** START Given entries **

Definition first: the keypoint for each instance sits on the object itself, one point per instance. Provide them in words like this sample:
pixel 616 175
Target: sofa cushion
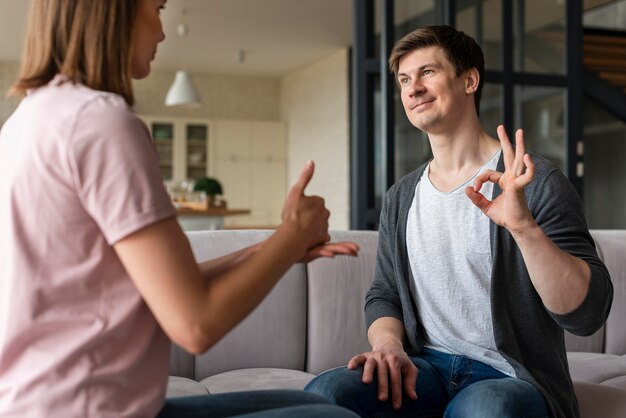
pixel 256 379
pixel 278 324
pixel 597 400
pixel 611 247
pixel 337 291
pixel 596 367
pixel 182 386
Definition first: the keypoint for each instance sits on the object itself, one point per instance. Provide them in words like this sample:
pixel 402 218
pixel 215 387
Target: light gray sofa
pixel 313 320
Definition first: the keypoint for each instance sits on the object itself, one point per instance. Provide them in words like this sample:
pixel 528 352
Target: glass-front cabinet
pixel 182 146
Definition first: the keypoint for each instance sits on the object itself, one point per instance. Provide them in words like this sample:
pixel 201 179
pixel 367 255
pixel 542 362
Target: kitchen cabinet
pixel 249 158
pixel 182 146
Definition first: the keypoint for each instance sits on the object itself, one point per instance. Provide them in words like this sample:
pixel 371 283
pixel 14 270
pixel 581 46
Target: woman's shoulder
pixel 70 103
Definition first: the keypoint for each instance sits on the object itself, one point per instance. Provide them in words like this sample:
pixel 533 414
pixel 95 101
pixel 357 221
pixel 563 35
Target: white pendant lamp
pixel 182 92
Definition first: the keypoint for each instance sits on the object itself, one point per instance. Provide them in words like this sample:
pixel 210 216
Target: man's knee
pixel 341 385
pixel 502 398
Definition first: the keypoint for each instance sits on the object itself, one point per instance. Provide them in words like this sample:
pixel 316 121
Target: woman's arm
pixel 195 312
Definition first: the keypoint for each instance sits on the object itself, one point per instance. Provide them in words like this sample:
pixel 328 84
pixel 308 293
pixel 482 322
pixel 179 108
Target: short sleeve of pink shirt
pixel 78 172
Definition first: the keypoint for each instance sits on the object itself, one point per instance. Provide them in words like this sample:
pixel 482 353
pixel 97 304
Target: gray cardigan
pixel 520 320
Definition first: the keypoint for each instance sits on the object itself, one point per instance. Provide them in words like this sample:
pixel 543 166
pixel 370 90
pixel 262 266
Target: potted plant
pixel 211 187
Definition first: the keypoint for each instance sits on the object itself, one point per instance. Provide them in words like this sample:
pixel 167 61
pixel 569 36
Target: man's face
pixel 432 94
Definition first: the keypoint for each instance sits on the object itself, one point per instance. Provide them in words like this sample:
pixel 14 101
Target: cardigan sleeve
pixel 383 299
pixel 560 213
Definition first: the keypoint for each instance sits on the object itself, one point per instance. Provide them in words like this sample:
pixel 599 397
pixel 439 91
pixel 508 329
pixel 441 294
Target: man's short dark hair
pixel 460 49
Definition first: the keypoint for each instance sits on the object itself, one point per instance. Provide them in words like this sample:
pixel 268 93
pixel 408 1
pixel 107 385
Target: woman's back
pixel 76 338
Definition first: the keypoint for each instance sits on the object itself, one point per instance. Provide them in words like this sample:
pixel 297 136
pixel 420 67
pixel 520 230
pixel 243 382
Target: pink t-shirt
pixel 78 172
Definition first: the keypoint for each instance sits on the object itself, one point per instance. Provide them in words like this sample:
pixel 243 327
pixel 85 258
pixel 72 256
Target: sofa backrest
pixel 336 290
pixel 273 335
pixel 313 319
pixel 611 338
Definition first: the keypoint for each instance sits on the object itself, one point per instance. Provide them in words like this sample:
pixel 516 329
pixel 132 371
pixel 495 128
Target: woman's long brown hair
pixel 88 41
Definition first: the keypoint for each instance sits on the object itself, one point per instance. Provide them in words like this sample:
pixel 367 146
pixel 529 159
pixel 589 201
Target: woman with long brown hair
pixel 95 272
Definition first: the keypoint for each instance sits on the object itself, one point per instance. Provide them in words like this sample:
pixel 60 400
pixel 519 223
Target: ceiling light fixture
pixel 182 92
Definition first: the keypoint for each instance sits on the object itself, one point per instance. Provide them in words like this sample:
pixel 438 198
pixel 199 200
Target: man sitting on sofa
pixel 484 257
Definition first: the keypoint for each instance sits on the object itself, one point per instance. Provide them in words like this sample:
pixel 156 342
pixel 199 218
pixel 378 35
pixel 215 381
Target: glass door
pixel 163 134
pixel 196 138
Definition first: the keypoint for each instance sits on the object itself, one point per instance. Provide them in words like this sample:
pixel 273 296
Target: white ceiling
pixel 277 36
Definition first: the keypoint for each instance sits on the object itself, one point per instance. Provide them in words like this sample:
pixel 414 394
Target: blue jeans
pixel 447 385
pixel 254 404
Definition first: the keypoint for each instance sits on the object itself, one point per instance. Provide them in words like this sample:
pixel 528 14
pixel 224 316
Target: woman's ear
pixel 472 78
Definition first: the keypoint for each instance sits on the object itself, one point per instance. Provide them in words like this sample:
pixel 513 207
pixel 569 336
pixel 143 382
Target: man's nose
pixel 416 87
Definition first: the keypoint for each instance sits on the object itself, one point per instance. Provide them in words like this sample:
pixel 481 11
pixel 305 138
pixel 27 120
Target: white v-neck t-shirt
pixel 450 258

** END Given entries **
** START Given entries **

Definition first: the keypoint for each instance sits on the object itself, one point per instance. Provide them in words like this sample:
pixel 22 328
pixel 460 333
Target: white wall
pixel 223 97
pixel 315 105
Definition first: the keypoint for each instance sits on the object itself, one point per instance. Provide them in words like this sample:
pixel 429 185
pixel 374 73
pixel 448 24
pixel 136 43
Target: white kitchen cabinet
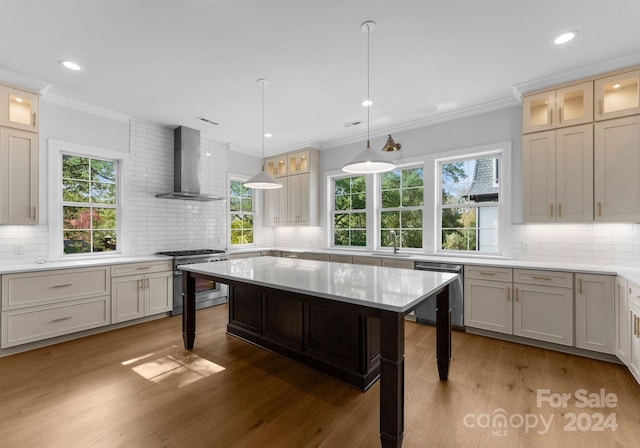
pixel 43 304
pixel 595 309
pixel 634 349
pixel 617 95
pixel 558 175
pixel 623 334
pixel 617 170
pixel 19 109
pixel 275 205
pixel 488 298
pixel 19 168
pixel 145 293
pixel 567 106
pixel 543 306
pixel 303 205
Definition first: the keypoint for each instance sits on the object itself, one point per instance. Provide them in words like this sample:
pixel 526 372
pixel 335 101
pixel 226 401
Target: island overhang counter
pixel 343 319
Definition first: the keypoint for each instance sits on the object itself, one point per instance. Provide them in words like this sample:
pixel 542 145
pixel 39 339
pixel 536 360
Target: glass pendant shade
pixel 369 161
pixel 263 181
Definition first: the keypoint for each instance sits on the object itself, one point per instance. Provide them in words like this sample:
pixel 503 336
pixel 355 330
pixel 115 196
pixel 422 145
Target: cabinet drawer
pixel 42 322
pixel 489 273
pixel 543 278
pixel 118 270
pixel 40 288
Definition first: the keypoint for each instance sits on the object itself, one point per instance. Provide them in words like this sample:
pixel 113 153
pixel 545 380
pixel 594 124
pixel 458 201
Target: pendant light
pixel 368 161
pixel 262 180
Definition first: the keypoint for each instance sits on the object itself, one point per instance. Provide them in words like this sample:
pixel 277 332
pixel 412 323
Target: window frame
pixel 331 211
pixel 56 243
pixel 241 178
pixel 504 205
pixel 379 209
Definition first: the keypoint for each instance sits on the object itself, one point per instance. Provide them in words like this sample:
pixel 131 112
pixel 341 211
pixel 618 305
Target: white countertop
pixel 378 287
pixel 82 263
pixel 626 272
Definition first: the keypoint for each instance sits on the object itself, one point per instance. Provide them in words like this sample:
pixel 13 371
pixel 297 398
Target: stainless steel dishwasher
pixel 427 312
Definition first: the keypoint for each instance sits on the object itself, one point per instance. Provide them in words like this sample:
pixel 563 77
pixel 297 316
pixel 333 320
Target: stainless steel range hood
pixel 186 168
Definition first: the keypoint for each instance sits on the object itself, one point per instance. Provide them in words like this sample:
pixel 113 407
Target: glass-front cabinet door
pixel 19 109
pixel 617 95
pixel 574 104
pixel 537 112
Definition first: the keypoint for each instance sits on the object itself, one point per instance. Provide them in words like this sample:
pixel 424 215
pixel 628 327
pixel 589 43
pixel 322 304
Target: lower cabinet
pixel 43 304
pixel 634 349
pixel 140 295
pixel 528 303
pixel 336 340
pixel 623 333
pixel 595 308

** END Given entries **

Tally the lines in the records above that contain the string "brown", with case counting, and give only the number.

▶ _Written answer_
2